Text-to-region grounding data
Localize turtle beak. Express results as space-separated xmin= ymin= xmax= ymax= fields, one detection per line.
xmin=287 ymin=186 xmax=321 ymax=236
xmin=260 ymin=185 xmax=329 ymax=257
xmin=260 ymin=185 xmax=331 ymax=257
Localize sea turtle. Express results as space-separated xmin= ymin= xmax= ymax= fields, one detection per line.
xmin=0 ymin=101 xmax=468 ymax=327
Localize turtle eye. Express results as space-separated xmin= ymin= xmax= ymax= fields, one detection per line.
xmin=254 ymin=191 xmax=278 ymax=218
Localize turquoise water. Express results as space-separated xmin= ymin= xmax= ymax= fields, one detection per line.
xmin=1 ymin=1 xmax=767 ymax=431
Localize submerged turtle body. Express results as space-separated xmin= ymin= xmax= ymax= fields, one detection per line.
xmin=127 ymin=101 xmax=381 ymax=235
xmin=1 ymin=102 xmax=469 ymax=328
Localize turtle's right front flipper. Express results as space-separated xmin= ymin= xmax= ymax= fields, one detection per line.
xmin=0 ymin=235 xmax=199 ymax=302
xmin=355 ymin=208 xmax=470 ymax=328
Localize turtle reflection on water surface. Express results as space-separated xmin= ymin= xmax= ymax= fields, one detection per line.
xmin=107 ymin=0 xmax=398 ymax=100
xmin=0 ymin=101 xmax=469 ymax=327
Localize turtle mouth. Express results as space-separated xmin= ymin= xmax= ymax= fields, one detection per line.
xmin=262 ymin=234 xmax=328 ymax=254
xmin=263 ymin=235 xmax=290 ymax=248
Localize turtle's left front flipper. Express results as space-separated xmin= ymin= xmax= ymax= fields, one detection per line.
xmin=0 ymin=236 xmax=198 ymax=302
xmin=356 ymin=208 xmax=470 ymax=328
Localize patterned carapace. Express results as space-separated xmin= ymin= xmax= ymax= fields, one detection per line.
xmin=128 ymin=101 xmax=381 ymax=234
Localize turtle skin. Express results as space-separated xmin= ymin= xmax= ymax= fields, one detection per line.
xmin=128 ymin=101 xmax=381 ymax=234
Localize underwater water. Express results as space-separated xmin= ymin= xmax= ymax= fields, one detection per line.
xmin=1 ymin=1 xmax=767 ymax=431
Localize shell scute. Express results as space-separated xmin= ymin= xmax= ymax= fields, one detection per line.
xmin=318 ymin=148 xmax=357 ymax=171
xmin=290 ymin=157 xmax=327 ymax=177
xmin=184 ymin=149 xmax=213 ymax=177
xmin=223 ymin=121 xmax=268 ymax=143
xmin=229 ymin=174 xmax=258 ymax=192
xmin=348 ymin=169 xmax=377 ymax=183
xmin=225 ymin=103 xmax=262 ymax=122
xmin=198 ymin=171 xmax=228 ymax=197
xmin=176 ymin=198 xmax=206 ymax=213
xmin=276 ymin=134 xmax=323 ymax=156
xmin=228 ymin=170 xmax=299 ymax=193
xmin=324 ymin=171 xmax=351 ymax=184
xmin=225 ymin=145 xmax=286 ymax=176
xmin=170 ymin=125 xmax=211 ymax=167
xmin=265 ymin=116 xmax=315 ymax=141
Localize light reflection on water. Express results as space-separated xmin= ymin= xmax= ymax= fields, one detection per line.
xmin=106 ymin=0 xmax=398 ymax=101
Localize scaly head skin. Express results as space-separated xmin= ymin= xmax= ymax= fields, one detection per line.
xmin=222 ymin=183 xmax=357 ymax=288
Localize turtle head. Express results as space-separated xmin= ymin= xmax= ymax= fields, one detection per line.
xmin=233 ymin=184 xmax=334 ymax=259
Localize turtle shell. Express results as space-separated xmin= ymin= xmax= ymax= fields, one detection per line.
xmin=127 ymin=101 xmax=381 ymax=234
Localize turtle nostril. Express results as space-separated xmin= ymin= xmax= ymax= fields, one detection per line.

Your instructions
All of the data shown above should be printed exactly as given.

Solution to this task
Localize turtle beak. Express results as space-separated xmin= ymin= xmax= ymax= fields, one detection per line.
xmin=287 ymin=186 xmax=321 ymax=236
xmin=260 ymin=185 xmax=329 ymax=257
xmin=260 ymin=185 xmax=331 ymax=257
Localize sea turtle. Express results as space-separated xmin= ymin= xmax= ymax= fields, one detection per line.
xmin=0 ymin=101 xmax=468 ymax=327
Localize turtle eye. Express results as space-separated xmin= ymin= xmax= ymax= fields, one detection per line.
xmin=254 ymin=191 xmax=278 ymax=218
Localize turquoise water. Express results as space-separated xmin= ymin= xmax= ymax= fields, one detection per line.
xmin=1 ymin=1 xmax=767 ymax=431
Localize submerged turtle body. Express results as space-separated xmin= ymin= xmax= ymax= fields, one detection per line.
xmin=127 ymin=101 xmax=381 ymax=235
xmin=1 ymin=102 xmax=469 ymax=328
Localize turtle's right front flipper. Express results as space-separated xmin= ymin= xmax= ymax= fields, one detection per line.
xmin=0 ymin=235 xmax=199 ymax=302
xmin=355 ymin=208 xmax=470 ymax=328
Localize turtle reflection on water surface. Express results as space-separated xmin= ymin= xmax= ymax= fields, one detection per line.
xmin=107 ymin=0 xmax=398 ymax=100
xmin=0 ymin=101 xmax=469 ymax=327
Localize turtle mouth. Express results as space-separated xmin= ymin= xmax= ymax= fields, one detection per line.
xmin=262 ymin=234 xmax=328 ymax=254
xmin=263 ymin=235 xmax=290 ymax=248
Localize turtle's left front flipper. Express results as space-separated xmin= ymin= xmax= ymax= fields, one detection per line.
xmin=0 ymin=236 xmax=198 ymax=302
xmin=356 ymin=208 xmax=470 ymax=328
Localize patterned carapace. Express results as space-separated xmin= ymin= xmax= ymax= fields, one detection per line.
xmin=128 ymin=101 xmax=381 ymax=234
Localize turtle skin. Express results as space-separated xmin= ymin= xmax= ymax= fields, one detection per line.
xmin=128 ymin=101 xmax=381 ymax=234
Localize underwater water. Express results as space-separated xmin= ymin= xmax= ymax= fields, one detection per line.
xmin=1 ymin=1 xmax=767 ymax=431
Localize shell scute. Express results as space-separated xmin= ymin= xmax= ymax= fields, one detection per line.
xmin=318 ymin=148 xmax=357 ymax=171
xmin=290 ymin=157 xmax=327 ymax=177
xmin=184 ymin=149 xmax=213 ymax=177
xmin=223 ymin=121 xmax=268 ymax=143
xmin=229 ymin=174 xmax=258 ymax=192
xmin=348 ymin=169 xmax=377 ymax=183
xmin=225 ymin=103 xmax=262 ymax=122
xmin=198 ymin=171 xmax=228 ymax=197
xmin=176 ymin=198 xmax=206 ymax=213
xmin=276 ymin=134 xmax=323 ymax=156
xmin=228 ymin=170 xmax=299 ymax=193
xmin=324 ymin=171 xmax=351 ymax=184
xmin=225 ymin=145 xmax=286 ymax=176
xmin=170 ymin=125 xmax=211 ymax=167
xmin=265 ymin=116 xmax=315 ymax=141
Localize light reflection on water. Express results as space-separated xmin= ymin= xmax= ymax= fields, one detection per line.
xmin=106 ymin=0 xmax=398 ymax=101
Localize scaly head skin. Express results as space-separated xmin= ymin= xmax= ymax= fields, one detection per line.
xmin=222 ymin=183 xmax=357 ymax=288
Localize turtle head. Express results as space-separated xmin= ymin= xmax= ymax= fields, one detection per line.
xmin=233 ymin=184 xmax=334 ymax=259
Localize turtle shell. Express results as space-separated xmin= ymin= xmax= ymax= fields, one detection per line.
xmin=127 ymin=101 xmax=381 ymax=234
Localize turtle nostril. Express results as space-separated xmin= ymin= xmax= ymax= fields, one detection per line.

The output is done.